[Items from a dataset]
· · · ·

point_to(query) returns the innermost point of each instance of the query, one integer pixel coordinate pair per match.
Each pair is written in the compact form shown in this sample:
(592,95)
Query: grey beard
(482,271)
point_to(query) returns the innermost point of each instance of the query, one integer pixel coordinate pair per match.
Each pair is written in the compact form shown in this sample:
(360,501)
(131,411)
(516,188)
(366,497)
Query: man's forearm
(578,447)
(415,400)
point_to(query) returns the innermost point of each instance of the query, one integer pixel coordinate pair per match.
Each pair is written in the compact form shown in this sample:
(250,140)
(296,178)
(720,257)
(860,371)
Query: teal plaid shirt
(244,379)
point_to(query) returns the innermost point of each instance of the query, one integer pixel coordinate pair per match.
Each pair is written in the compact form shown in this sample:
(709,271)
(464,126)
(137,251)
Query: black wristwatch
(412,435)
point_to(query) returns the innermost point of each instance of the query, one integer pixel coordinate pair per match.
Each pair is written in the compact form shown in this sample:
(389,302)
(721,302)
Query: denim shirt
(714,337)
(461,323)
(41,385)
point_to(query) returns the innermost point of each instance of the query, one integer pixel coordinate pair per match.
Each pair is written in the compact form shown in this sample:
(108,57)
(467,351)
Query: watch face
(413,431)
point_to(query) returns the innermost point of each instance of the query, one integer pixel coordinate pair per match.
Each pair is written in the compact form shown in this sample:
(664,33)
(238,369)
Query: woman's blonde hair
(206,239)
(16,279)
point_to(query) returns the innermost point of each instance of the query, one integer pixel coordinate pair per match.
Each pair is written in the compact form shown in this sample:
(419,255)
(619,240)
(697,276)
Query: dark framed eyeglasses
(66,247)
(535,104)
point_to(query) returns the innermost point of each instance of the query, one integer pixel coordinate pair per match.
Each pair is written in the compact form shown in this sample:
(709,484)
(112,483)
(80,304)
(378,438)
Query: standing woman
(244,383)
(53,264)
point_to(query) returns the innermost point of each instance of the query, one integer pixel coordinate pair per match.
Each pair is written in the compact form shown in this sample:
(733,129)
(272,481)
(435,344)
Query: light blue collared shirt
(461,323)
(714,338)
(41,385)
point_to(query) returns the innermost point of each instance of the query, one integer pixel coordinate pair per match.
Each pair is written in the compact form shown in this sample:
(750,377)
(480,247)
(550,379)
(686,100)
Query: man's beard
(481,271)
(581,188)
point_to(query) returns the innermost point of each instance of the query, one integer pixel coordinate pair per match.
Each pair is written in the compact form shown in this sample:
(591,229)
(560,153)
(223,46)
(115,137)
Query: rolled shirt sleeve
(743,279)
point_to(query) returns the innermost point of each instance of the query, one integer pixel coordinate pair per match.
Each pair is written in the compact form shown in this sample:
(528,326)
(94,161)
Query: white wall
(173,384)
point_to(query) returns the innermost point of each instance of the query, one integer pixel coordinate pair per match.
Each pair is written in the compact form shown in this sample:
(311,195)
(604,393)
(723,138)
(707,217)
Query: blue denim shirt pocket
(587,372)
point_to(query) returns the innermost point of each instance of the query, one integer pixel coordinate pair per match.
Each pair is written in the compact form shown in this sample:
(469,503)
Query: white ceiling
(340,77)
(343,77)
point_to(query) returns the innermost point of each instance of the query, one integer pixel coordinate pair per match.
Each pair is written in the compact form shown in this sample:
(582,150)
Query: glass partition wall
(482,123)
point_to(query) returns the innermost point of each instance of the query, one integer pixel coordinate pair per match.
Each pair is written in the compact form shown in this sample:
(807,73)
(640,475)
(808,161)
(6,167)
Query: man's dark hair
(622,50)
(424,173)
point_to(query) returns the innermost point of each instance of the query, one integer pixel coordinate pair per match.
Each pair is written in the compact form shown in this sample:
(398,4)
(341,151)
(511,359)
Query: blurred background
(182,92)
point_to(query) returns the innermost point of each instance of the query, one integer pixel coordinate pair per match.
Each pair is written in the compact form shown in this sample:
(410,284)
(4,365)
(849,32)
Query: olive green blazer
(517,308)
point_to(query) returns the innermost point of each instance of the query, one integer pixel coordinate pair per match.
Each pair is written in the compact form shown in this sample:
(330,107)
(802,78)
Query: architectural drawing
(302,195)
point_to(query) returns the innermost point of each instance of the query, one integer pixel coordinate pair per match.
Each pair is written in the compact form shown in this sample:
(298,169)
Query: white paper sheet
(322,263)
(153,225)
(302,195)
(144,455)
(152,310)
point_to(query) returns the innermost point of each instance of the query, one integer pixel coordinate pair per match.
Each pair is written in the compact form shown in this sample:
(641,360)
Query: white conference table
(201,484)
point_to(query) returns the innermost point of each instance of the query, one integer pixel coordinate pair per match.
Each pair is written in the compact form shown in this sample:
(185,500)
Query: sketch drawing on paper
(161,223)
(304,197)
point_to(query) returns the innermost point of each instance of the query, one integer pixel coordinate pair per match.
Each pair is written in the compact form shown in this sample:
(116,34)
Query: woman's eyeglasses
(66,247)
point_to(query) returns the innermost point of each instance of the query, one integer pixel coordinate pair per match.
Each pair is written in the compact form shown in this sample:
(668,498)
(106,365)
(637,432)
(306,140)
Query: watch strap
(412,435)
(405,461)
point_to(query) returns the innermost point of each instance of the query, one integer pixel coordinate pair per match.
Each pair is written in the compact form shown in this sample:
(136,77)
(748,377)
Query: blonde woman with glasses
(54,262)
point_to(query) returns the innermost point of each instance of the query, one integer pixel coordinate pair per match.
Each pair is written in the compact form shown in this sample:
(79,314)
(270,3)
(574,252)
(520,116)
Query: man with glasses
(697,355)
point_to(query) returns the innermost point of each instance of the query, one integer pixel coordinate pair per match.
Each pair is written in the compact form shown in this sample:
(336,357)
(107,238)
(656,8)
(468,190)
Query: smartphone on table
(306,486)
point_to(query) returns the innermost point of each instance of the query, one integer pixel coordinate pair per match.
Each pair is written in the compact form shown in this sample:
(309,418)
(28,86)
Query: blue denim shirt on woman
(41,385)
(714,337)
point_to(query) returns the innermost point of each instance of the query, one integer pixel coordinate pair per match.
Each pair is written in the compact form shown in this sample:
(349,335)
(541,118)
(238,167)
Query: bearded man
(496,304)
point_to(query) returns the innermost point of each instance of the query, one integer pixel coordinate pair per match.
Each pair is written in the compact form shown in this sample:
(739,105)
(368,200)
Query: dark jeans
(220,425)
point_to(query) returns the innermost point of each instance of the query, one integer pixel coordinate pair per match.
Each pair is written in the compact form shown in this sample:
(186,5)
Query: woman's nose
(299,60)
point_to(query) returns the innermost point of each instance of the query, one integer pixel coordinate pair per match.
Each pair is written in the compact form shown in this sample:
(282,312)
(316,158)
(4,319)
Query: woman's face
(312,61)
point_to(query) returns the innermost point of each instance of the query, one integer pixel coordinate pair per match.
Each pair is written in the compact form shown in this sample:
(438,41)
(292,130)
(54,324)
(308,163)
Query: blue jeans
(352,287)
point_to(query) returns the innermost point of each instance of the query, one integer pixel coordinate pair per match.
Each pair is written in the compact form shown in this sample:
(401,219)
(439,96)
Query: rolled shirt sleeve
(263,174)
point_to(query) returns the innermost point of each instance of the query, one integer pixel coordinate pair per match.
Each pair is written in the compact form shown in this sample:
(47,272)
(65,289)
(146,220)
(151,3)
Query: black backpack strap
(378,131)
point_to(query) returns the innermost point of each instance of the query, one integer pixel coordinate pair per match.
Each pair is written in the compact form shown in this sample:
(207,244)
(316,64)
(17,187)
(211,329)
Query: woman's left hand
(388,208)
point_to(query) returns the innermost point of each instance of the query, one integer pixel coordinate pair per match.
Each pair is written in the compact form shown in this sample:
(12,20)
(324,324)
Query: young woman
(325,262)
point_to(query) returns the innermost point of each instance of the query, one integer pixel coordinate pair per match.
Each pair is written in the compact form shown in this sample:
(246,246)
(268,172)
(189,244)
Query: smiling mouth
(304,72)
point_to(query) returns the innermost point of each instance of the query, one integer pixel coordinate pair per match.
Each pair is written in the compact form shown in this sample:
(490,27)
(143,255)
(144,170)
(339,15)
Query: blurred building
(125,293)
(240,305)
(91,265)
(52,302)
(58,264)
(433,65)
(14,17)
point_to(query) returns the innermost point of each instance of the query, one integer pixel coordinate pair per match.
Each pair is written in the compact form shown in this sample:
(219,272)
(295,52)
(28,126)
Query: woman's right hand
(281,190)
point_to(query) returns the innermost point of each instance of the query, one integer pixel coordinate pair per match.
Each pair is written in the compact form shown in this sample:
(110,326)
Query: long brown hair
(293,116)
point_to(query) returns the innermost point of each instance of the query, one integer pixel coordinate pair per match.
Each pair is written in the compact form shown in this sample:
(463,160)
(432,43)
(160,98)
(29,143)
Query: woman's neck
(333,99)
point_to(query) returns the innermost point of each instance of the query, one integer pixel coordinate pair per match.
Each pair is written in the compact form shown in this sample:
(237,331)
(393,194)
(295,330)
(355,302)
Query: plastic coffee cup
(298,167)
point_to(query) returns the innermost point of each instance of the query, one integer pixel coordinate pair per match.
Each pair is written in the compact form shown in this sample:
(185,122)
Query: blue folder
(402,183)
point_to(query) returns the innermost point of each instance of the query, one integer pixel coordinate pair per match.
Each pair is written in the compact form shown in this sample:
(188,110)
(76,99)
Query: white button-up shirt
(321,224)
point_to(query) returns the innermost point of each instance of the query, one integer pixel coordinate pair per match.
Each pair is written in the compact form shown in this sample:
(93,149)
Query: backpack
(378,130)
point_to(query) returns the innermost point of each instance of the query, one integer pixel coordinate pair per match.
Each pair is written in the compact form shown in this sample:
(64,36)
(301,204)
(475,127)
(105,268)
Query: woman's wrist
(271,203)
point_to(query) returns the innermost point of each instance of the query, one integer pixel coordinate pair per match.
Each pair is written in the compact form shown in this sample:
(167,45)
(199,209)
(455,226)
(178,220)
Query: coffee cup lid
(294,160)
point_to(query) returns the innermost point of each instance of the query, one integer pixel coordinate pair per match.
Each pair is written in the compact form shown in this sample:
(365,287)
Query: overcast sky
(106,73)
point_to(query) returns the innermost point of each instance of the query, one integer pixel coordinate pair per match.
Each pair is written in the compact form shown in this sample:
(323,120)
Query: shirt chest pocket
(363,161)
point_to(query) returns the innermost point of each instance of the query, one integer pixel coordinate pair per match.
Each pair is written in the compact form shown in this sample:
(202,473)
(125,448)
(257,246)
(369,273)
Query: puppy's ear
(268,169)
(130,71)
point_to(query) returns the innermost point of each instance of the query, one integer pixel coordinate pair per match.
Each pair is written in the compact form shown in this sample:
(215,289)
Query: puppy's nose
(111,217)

· · · ·

## INSTRUCTIONS TO FOLLOW:
List each line of the records above that contains the string "hair", matching case exactly.

## CORRECT RESULT:
Query: woman's blonde hair
Query: man's dark hair
Query: long brown hair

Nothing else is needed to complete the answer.